• Brano estratto:
PADOVANO: Ho inteso confermarlo ne la valentigia del zio.
E’ doveroso segnalare la presenza, all'evento, come raffigurato nel quadro, di un aitante Troilo II, al tempo erede dinastico, in posizione preminente alle spalle del Re Francesco I, e di Camilla Gonzaga, moglie di Pier Maria III, sull'estrema destra, il viso paffuto, somigliantissimo a quello che il Parmigianino ritrae nel quadro conservato al Museo del Prado a Madrid.
Va sottolineato che Pietro Aretino ben ci ragguaglia sul Casato Rossiano in Lettere I:4, I:104, I:123, I:155 (Erspamer, 1995); II:284, II:424 (Flora, 1960); III:20r-22r, III:284r-285r, IV:106, IV:108, IV:147 (Ed. Parigi, 1609). Interessante reperto pure nel Pronostico del '34, mentre il prologo La fama parla de La Orazia, termina osannando il Conte Piermaria.

• Estratti del dataset:

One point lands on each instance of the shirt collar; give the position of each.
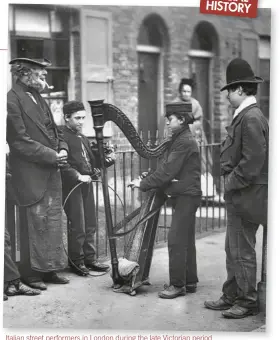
(250, 100)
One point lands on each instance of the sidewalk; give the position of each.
(89, 303)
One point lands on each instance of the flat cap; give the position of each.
(43, 62)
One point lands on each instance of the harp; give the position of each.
(142, 235)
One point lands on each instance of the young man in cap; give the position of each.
(83, 164)
(37, 152)
(244, 165)
(178, 175)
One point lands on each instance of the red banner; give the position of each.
(236, 8)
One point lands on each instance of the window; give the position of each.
(43, 31)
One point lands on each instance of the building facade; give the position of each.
(134, 58)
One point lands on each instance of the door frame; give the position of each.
(96, 73)
(208, 55)
(160, 80)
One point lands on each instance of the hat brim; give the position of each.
(45, 63)
(255, 80)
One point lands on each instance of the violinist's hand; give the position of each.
(135, 183)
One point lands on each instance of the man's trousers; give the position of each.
(240, 286)
(11, 272)
(80, 211)
(181, 241)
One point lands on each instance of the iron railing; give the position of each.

• Esercizio 1: Nel brano sul Casato Rossiano, quale personaggio compare sull'estrema destra del quadro?
• Esercizio 2: Continua il brano sul Casato Rossiano a partire dall'ultima frase riportata.

• Risposta 1: Camilla Gonzaga, moglie di Pier Maria III.

• Risposta 2:
La Grande Sala delle Gesta resta pur sempre un documento rispettoso e composto, una fiera rassegnazione, introdotta dalla giusta autocritica, di chi ha voluto troppo osare, nelle Sale di Latona, di Adone, dei Giganti. Nella Sala di Circe e Didone la rievocazione dei sogni infranti.
L’antifarnesianesimo è invece vivissimo, oserei dire sguaiato, nella zona residenziale, nella Galleria e nelle Sale con le favole. Gli episodi fabulistici sono correlati ai momenti salienti dei contrasti, a partire dal 1538 e sino alla buona nuova della trasmigratio di Cacco (Papa Paolo III) nel 1549, morte salutata da Giovan Girolamo col violento sonetto pubblicato in Rime (Pisarri, Bologna, 1711):
Spento è l'antico,
horrendo, atro serpente
di Lerna e seco son spenti i Giganti,
Gli Antropofagi e Lestrigoni e quanti
per esca usar già mai l'humana gente.
De' regni bui spento è quel gran Reggente
cui Furie atroci erano sempre astanti
e i Dionigi e Polifemo e i tanti
Ciclopi e Arpie a dipredarci intente.
Spento è l'empio Diomede e quella fera
che nel gran laberinto avea dimora
e cuopria il rio con sue larve mentite,
e Falari e Agatocle e quella altera
Medusa e Polinnestore e in un hora
Cerbero e 'l regno e la città di Dite.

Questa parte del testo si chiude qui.